## About this task
All of the listing should be output exactly, apart from the pictures.

## Records provided
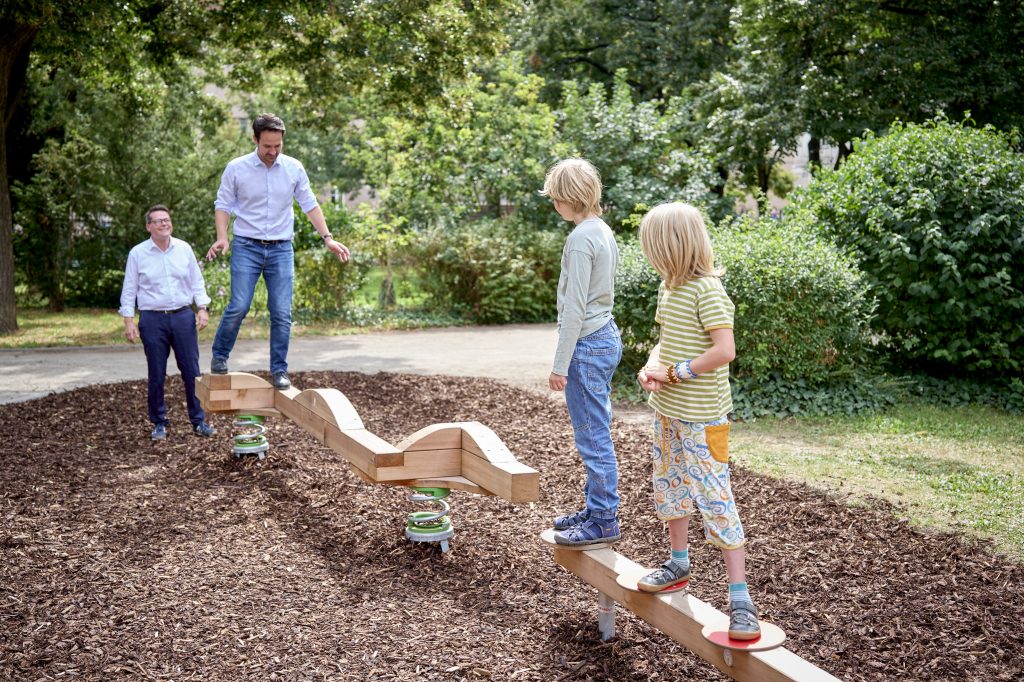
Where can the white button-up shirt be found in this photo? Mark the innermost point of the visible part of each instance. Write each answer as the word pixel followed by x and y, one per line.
pixel 261 198
pixel 162 280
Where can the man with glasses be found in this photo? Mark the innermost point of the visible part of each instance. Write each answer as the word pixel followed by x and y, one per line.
pixel 163 276
pixel 259 188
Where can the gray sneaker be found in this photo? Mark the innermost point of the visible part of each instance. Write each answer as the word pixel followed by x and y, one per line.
pixel 670 574
pixel 743 621
pixel 568 520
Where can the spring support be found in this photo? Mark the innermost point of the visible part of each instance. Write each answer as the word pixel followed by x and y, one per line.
pixel 253 443
pixel 430 526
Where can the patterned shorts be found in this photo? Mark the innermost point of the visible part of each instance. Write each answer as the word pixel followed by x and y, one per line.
pixel 691 466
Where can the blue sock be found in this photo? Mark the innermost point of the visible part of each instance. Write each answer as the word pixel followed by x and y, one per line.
pixel 738 592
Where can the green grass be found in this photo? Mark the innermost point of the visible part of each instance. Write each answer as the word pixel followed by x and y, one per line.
pixel 946 469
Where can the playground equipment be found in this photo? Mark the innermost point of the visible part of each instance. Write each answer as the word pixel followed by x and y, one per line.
pixel 426 526
pixel 251 443
pixel 694 624
pixel 434 461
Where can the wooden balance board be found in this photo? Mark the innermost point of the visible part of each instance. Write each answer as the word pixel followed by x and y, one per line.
pixel 548 537
pixel 630 579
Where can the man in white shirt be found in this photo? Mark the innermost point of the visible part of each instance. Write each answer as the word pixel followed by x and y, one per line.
pixel 259 188
pixel 163 276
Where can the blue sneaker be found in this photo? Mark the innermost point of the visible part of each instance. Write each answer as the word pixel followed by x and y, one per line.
pixel 743 621
pixel 592 531
pixel 568 520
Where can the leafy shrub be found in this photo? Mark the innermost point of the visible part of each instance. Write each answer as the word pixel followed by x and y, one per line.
pixel 801 307
pixel 323 285
pixel 802 310
pixel 493 271
pixel 934 213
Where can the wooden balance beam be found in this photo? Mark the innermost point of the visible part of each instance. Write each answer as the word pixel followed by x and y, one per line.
pixel 464 456
pixel 681 616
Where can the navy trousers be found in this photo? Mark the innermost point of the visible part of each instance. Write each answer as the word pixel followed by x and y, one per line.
pixel 162 332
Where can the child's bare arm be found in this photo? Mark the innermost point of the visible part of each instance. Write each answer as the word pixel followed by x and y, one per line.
pixel 722 351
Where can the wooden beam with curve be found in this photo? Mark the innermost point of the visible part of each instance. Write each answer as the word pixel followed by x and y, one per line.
pixel 463 456
pixel 681 616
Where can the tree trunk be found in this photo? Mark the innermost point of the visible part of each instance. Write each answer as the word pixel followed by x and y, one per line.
pixel 814 153
pixel 15 42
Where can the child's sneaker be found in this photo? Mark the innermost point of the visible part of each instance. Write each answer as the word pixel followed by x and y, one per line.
pixel 743 621
pixel 672 572
pixel 568 520
pixel 592 531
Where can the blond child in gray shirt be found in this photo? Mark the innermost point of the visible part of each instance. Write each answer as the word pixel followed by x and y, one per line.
pixel 589 347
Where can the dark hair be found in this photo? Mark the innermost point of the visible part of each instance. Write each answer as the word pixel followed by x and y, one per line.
pixel 156 207
pixel 267 122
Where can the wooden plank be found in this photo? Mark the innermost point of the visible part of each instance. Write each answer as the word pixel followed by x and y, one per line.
pixel 451 482
pixel 331 405
pixel 232 380
pixel 244 397
pixel 435 436
pixel 510 480
pixel 425 464
pixel 681 616
pixel 363 450
pixel 483 442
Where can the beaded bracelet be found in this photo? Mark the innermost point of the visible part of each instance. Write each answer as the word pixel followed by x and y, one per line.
pixel 673 377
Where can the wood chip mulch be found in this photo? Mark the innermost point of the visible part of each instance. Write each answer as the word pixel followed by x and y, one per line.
pixel 125 560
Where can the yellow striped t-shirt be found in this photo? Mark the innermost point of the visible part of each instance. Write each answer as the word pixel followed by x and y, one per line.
pixel 686 313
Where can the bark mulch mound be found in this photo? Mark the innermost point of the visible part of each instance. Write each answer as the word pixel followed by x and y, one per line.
pixel 121 559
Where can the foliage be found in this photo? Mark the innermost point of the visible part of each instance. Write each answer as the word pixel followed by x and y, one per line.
pixel 636 303
pixel 933 213
pixel 802 307
pixel 481 151
pixel 663 45
pixel 848 66
pixel 638 150
pixel 323 285
pixel 83 207
pixel 493 271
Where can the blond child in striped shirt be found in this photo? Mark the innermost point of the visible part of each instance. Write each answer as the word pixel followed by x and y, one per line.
pixel 687 376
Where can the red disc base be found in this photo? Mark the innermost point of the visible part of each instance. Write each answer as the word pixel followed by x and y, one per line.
pixel 718 634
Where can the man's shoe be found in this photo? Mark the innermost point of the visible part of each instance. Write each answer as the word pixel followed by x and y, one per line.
pixel 743 621
pixel 204 429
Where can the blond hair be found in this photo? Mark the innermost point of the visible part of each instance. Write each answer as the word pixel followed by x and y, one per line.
pixel 674 239
pixel 576 182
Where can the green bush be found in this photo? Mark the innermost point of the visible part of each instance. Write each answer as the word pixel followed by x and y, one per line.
pixel 934 213
pixel 802 311
pixel 325 287
pixel 801 307
pixel 493 271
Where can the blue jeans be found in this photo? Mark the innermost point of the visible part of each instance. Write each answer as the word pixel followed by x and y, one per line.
pixel 161 333
pixel 588 395
pixel 275 262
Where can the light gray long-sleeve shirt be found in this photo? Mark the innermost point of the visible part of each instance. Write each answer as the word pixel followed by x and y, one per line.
pixel 586 287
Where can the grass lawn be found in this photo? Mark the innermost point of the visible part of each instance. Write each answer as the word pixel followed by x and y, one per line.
pixel 945 468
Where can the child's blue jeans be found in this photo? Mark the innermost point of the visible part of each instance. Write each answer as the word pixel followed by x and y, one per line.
pixel 588 395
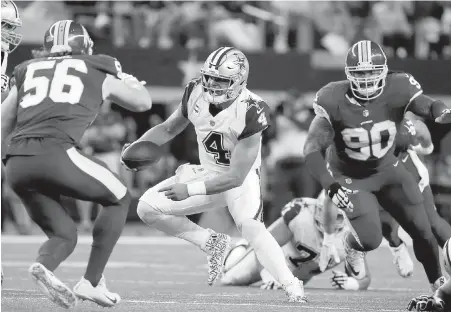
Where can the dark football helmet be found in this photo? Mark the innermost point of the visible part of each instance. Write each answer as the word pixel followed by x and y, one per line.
pixel 68 36
pixel 366 69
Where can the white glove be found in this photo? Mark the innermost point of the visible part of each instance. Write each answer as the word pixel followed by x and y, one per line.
pixel 5 82
pixel 328 253
pixel 341 280
pixel 340 197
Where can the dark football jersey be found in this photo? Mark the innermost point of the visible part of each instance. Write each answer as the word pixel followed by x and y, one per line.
pixel 59 97
pixel 365 133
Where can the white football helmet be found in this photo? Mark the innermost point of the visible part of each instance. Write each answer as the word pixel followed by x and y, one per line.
pixel 224 75
pixel 10 22
pixel 319 220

## Response to the task
Where can the white button-up shirt be found in this photo? Mark the innermost point of the visible part of each instance. Write each answer as the word pixel followed by x and y, one per line.
pixel 261 198
pixel 162 280
Where can the man with glasses be found in this photo? Mark the innermost point of the visible part of each instance. Write each answer as the word pixel followed by x and y, one per line.
pixel 163 276
pixel 259 188
Where can the gray sneaker be found in this photo? Mark the innermost point of the visible part of each instance. Write each answer as the word pixel followed by x and y, one per line.
pixel 670 574
pixel 743 621
pixel 568 520
Where can the spring support be found in this photo? Mark the innermost point of the visible part of each instance. Write each answer as the word pixel followed by x and y, one per line.
pixel 253 443
pixel 430 526
Where can the patterned shorts be found in this photo? Mark the innermost point of the visible part of each instance. Write each answer as the word pixel followed by x and y, one per line.
pixel 691 466
Where can the blue sock be found in this photo? Mark the innermost point of the visible part of each instance. Write each answer as the word pixel followed by x and y, one per line.
pixel 738 592
Where can the green grass be found in this photo? Mark the innermost point of the visible part of each instance. Write each answer as the word pixel followed by x and y, one per line.
pixel 946 469
Where can the playground equipment be found in this photo? Mark the innermost point of the visible part of each instance. Write each answer as the word pixel followed by x and y, one per line.
pixel 426 526
pixel 251 443
pixel 694 624
pixel 434 461
Where can the wooden balance board be found in this photo? Mark the innermost point of the visible part of each instance. Write each answer as the word pixel followed by x and y, one per line.
pixel 548 537
pixel 630 579
Where can the man in white shirt be found in this photo? Mark the innermost point of the visible part of each instance. Write each answer as the word pixel followed by x and y, one per line.
pixel 259 188
pixel 163 276
Where can the blue sneaker be found in this photo? Mark the innermost point of the visible part of each instance. Write each answer as the word pixel followed by x and y, one per line.
pixel 743 621
pixel 592 531
pixel 568 520
Where can the leafy shrub be found in this photo? Mark the innermost point of the visible part of each instance. Write each answer as the word pixel followed by x and y, one per line.
pixel 801 307
pixel 323 285
pixel 802 310
pixel 493 271
pixel 934 213
Where can the wooden balance beam be found in this photo? Mark the innermost point of the visible part of each instance. Write each answer as the word pixel followed by x and y, one per line.
pixel 464 456
pixel 681 616
Where can the navy trousers be found in this photo? Mark the innermost point of the visible part of each instance. Write each answer as the word pixel followed by x and y, one per line.
pixel 162 332
Where can the child's bare arm be found in this photo? Mark the innermost point of the visible part of each instance. Write each answer as the word pixel followed by x and y, one per line.
pixel 722 351
Where can the wooden beam with curve be found in this photo? Mark the innermost point of the visible part of each instance. Write each answer as the word pixel followed by x and y, one per line.
pixel 463 456
pixel 681 616
Where can the tree trunk be found in this photo? Mark the innermost point of the visible part of each instance. Write each answer as the word pixel followed by x and y, one per line.
pixel 814 153
pixel 15 42
Where can the child's sneaker be found in this photo? Mark the innermost point of the visible part of each instance. Write each answer as the word pixel followed by x and y, one per line.
pixel 743 621
pixel 672 572
pixel 568 520
pixel 592 531
Where can the blond child in gray shirt be found in this photo? Mark the innermost point of the visible part of each instance. Write each answer as the word pixel followed by x and y, one per line.
pixel 589 347
Where can the dark hair be found in this photo? Mark the innermost point of the visible part of each instance. Write each answer as the word pixel followed by x and y, one per line.
pixel 156 207
pixel 267 122
Where can the wooden plank be found in this photo? Mark the innermost point of the visible part of each instance. Write each answer as the word pixel followed by x and y, one per line.
pixel 451 482
pixel 331 405
pixel 232 380
pixel 244 397
pixel 435 436
pixel 510 480
pixel 425 464
pixel 681 616
pixel 363 450
pixel 483 442
Where can the beaded bracelet be found in this photo? Mark the innermost point of the visible part of each instance. Write each answer as the word pixel followed by x and y, one per line.
pixel 673 377
Where can the wood chip mulch be found in this photo? Mark the innermost point of the visible part of each instance. Write each answer as the word pixel followed by x and y, one per line.
pixel 125 560
Where can the yellow striped t-shirt be found in this photo? Mark the innermost point of the visible part of each instance. Write each answer as the word pixel followed by x and y, one per line.
pixel 686 313
Where can the bark mulch mound be found in this photo? Mark the innermost point of the visible part of each instance. Write each answer as the word pixel followed by x and y, one per line.
pixel 121 559
Where can the foliage be found in this photo? Mark the innermost point of the visible part of each instance. Write each answer as the word pixel followed by x and y, one per line.
pixel 636 303
pixel 933 213
pixel 802 307
pixel 481 151
pixel 663 45
pixel 848 66
pixel 638 150
pixel 323 285
pixel 83 207
pixel 493 271
Where can the blond child in striped shirt be found in this photo? Mark the innermost point of the visible part of each instance. Write each answer as the word pixel followed by x and y, one per line.
pixel 687 376
Where can the red disc base be found in this photo? Mark the innermost point of the visible part of each instance. Write each answer as the word pixel followed by x and y, one per line.
pixel 718 634
Where can the man's shoe be found in this photo? Mark the innermost point of the visible part of each instance. Write each answer as the word pixel followed by x and y, one per line.
pixel 743 621
pixel 204 429
Where can the blond hair be found in this photo? Mark the innermost point of the visible part of each instance. Write each answer as the word pixel followed by x and y, one per line.
pixel 674 239
pixel 576 182
Where can the green bush be found in this photo? Mark the innermost point of the visible part of each instance. Write each answer as the word pixel followed by x and y, one per line.
pixel 934 213
pixel 802 311
pixel 325 287
pixel 801 307
pixel 493 271
Where can the blue jeans be found in this photo? Mark the innermost point of the visible part of each instance. Write each answer as the word pixel followed by x and y, one per line.
pixel 161 333
pixel 588 395
pixel 275 262
Where can the light gray long-sleeve shirt be found in this photo? Mark the innermost point of the visible part of each instance. Write each answer as the word pixel followed by x and y, one per line.
pixel 586 287
Where can the grass lawn be found in this photo? Mark the innermost point of the visible part of each instance. Write each answer as the word pixel followed by x and y, one per line.
pixel 945 468
Where can the child's blue jeans be found in this photo? Mark the innermost point of the visible part of each instance. Write each answer as the word pixel followed by x and y, one per line.
pixel 588 395
Where can the dark football helmet be found in this photo? Mark the innermost point of the visible part of each instance. Write each answer as the word pixel followed by x and y, one per line.
pixel 68 36
pixel 366 69
Where can the white glove be found in this photo? Mark the innermost point of the visible part of each instance. Write each answer as the word pixel followed by x and y, one per line.
pixel 5 82
pixel 328 253
pixel 341 280
pixel 340 197
Where can the dark football jersey be found in this photo? Mark the innermost point of the visible part of each instance. Write each answer as the word pixel followed by x and y, one per line.
pixel 59 97
pixel 365 133
Where can the white football helmet be found in this photo? Mark the innermost point of the visible part of each instance. Write each answer as the word pixel followed by x and y, one per line.
pixel 224 75
pixel 10 22
pixel 319 220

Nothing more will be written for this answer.